Each line of the data should be transcribed exactly as given.

▶ **Stored data entries**
*** Begin section ***

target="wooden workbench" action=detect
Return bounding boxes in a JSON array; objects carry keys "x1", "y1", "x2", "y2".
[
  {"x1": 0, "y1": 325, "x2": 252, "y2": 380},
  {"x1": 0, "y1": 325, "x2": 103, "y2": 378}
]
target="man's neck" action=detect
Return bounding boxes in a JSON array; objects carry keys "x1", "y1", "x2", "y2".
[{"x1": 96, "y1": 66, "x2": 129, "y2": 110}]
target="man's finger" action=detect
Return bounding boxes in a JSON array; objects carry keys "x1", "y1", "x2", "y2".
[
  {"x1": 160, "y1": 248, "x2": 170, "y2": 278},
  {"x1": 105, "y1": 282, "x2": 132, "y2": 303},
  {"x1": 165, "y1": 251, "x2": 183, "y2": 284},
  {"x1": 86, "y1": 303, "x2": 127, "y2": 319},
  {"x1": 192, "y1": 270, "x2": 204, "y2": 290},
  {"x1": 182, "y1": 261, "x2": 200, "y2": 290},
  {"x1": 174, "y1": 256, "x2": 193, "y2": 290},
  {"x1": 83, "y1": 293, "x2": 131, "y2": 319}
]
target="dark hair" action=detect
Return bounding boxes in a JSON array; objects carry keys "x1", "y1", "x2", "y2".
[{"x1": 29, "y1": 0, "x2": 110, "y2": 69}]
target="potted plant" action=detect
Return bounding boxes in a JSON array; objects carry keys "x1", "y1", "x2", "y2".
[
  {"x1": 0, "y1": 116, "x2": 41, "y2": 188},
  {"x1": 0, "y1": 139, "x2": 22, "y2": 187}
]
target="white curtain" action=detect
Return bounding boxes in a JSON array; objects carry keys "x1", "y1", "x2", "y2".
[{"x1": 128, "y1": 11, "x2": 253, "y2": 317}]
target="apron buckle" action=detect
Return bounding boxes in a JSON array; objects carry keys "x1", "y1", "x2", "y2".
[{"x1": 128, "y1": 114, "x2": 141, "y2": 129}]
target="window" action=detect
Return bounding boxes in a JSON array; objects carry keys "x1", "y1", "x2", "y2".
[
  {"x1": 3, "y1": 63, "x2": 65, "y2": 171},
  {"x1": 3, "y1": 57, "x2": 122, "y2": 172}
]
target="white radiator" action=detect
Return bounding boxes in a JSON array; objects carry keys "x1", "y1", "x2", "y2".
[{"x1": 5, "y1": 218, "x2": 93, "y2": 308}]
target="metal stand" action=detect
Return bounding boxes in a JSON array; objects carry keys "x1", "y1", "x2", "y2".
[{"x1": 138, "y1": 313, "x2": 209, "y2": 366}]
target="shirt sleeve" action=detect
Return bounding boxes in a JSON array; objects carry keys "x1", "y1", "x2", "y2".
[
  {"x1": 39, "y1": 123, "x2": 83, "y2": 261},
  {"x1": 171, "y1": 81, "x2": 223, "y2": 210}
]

*** End section ***

▶ **Expected answer**
target="wooden workbench" action=detect
Return bounding boxes in a JSON array; objects carry keys "x1", "y1", "x2", "y2".
[
  {"x1": 0, "y1": 325, "x2": 252, "y2": 380},
  {"x1": 0, "y1": 325, "x2": 103, "y2": 378}
]
target="man's neck" action=detect
Return bounding boxes in a JSON array; objects carry keys "x1", "y1", "x2", "y2".
[{"x1": 96, "y1": 66, "x2": 129, "y2": 110}]
target="man's finger" action=detect
Return bounding boxes in a JSON array; objects carry keys "x1", "y1", "x2", "y2".
[
  {"x1": 160, "y1": 248, "x2": 170, "y2": 278},
  {"x1": 105, "y1": 282, "x2": 132, "y2": 303},
  {"x1": 165, "y1": 251, "x2": 183, "y2": 284},
  {"x1": 86, "y1": 303, "x2": 127, "y2": 319},
  {"x1": 192, "y1": 270, "x2": 204, "y2": 290},
  {"x1": 182, "y1": 261, "x2": 200, "y2": 290},
  {"x1": 174, "y1": 256, "x2": 193, "y2": 290},
  {"x1": 83, "y1": 293, "x2": 131, "y2": 319}
]
target="dark hair" action=detect
Return bounding boxes in a JSON array; objects carry keys "x1", "y1", "x2", "y2".
[{"x1": 29, "y1": 0, "x2": 110, "y2": 69}]
target="potted plant" action=detect
Return bounding boxes in a JSON array; objects carry keys "x1", "y1", "x2", "y2".
[
  {"x1": 0, "y1": 116, "x2": 41, "y2": 188},
  {"x1": 0, "y1": 139, "x2": 22, "y2": 187}
]
target="white curtain" action=detect
Return bounding boxes in a JSON array; objects carry keys "x1", "y1", "x2", "y2".
[{"x1": 128, "y1": 11, "x2": 253, "y2": 317}]
target="apron buckle" action=detect
Return bounding boxes in a JSON array; objects carry keys "x1", "y1", "x2", "y2".
[{"x1": 128, "y1": 114, "x2": 141, "y2": 129}]
target="window" action=detect
Return bounding boxes in a JSON array; objects carry keys "x1", "y1", "x2", "y2".
[
  {"x1": 3, "y1": 63, "x2": 65, "y2": 171},
  {"x1": 3, "y1": 57, "x2": 122, "y2": 172}
]
target="white radiator" action=detect
Return bounding boxes in a JSON array; objects carry keys "x1", "y1", "x2", "y2".
[{"x1": 5, "y1": 218, "x2": 93, "y2": 308}]
target="metal stand" action=detect
Return bounding boxes in a JSON array; objects carry keys "x1", "y1", "x2", "y2".
[{"x1": 138, "y1": 313, "x2": 209, "y2": 366}]
target="shirt sleeve" action=detect
Return bounding boxes in a JSON array; objects carry keys "x1", "y1", "x2", "y2".
[
  {"x1": 39, "y1": 123, "x2": 83, "y2": 261},
  {"x1": 171, "y1": 81, "x2": 223, "y2": 210}
]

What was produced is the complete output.